#### What the task asks
Everything from the line with "Task: indicate the distant wind turbine" to the end of the data should be restated word for word, and nothing before it.

Coordinate annotation entries:
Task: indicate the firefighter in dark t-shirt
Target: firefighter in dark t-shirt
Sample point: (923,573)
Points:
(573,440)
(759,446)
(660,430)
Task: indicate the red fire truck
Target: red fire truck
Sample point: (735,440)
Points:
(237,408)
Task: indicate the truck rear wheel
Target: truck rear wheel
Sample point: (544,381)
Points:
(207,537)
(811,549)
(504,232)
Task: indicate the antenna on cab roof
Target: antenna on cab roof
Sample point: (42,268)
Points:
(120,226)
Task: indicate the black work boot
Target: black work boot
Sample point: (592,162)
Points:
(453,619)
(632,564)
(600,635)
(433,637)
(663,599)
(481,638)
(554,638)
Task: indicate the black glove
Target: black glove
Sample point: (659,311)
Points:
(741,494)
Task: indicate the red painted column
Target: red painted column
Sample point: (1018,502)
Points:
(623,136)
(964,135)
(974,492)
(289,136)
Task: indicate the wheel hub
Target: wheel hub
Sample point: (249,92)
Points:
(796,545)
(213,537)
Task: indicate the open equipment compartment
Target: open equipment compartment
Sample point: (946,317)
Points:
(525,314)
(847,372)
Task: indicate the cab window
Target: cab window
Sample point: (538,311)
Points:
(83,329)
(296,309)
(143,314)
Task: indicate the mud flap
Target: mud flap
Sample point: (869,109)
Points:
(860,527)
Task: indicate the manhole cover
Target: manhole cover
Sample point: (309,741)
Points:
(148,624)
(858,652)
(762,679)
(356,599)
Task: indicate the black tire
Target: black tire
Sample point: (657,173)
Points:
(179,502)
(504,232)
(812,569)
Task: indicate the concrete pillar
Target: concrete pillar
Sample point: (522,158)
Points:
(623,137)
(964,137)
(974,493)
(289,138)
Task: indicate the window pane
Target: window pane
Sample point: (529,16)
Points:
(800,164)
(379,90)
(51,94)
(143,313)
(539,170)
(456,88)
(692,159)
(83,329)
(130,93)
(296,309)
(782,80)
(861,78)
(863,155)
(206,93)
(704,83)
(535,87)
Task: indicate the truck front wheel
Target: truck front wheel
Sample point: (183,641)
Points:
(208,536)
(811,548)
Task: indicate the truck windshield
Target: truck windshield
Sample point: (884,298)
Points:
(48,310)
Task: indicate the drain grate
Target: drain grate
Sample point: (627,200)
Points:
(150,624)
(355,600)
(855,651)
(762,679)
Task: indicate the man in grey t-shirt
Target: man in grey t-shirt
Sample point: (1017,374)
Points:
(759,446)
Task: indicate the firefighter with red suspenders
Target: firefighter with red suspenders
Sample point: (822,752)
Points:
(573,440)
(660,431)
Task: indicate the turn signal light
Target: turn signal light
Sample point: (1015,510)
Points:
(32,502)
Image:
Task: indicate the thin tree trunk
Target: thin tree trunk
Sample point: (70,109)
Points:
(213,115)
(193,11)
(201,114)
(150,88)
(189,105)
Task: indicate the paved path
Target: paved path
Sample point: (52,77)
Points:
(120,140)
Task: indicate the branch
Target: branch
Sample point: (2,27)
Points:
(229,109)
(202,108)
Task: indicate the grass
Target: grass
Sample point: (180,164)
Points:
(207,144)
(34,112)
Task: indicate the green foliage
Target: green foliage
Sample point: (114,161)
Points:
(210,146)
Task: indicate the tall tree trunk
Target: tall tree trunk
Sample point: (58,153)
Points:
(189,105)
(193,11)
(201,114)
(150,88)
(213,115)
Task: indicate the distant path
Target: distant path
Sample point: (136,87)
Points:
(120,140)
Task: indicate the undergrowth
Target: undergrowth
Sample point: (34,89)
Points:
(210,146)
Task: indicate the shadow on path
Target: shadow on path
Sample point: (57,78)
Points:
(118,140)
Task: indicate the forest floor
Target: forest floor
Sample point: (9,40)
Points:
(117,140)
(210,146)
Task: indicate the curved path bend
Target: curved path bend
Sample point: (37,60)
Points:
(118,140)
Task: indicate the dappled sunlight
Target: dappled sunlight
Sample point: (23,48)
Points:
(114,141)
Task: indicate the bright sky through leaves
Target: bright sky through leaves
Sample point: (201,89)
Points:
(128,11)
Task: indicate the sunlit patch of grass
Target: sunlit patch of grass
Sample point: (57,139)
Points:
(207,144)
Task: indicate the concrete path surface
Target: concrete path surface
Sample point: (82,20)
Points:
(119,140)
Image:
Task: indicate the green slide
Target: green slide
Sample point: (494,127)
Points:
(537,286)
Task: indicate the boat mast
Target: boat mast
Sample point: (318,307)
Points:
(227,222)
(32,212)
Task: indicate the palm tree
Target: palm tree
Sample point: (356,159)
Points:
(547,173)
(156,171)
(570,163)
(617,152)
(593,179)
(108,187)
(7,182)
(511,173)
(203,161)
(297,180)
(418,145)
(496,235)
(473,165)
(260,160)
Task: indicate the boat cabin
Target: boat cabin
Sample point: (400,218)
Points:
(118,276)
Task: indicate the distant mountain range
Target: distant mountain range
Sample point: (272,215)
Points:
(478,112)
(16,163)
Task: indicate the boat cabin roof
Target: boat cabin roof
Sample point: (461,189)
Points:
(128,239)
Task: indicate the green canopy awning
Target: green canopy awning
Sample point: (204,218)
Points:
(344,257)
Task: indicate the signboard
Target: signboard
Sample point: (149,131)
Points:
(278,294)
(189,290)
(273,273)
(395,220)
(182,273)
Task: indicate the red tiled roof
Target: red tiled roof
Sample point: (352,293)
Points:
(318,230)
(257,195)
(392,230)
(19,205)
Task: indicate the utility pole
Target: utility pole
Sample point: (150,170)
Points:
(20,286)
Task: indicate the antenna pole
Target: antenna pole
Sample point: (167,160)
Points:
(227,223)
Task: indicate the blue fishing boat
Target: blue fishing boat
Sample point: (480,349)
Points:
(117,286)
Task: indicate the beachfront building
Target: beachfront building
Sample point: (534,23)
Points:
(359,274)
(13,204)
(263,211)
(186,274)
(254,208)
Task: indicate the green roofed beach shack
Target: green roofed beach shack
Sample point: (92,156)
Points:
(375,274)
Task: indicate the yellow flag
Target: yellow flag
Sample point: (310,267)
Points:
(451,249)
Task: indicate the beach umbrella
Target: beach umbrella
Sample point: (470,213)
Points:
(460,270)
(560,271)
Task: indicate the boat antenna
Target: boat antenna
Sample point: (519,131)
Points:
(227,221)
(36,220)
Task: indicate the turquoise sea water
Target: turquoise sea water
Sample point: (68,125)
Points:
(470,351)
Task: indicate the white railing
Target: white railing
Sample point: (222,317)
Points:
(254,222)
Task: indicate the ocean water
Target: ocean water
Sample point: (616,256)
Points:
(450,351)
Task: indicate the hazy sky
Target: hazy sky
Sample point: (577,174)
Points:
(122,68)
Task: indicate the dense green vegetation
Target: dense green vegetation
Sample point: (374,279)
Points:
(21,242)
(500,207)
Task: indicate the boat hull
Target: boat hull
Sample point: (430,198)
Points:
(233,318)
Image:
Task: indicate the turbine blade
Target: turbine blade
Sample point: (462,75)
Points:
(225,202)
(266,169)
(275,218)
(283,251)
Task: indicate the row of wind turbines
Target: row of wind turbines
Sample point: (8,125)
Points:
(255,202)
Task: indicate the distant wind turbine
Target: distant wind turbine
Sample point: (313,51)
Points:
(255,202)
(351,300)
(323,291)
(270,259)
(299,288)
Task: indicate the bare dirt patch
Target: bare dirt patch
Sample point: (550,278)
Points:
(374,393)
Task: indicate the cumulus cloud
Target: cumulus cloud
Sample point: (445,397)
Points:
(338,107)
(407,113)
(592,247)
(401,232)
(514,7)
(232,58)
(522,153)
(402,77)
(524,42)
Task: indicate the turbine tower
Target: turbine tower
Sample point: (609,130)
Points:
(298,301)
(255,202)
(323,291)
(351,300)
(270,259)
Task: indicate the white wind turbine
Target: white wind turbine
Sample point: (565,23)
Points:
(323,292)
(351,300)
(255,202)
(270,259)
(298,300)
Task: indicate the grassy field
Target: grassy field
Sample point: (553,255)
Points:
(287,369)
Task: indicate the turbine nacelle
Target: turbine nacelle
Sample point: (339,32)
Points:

#### Worked solution
Task: indicate the distant wind turbine
Target: distant wind turbine
Sample point: (313,51)
Points:
(255,202)
(351,300)
(323,291)
(270,259)
(299,288)
Task: indicate the bare dirt patch
Target: bare dirt patch
Sample point: (550,278)
Points:
(374,393)
Task: indicate the cumulus cloud
Target: cumulus cloud
Sample point: (445,397)
Points:
(338,107)
(407,113)
(592,247)
(401,232)
(514,7)
(232,58)
(522,153)
(402,77)
(524,42)
Task: indicate the turbine tower
Target: turbine tower
Sample point: (609,130)
Points:
(298,301)
(255,202)
(323,291)
(351,300)
(270,259)
Task: indicate the white wind turbine
Target: white wind turbine
Sample point: (565,23)
Points:
(323,292)
(351,300)
(255,202)
(270,259)
(298,300)
Task: indicate the grassy field
Target: grassy field
Sample point: (553,255)
Points:
(287,369)
Task: indicate the turbine nacelle
Target: turbine nacelle
Sample point: (339,32)
Points:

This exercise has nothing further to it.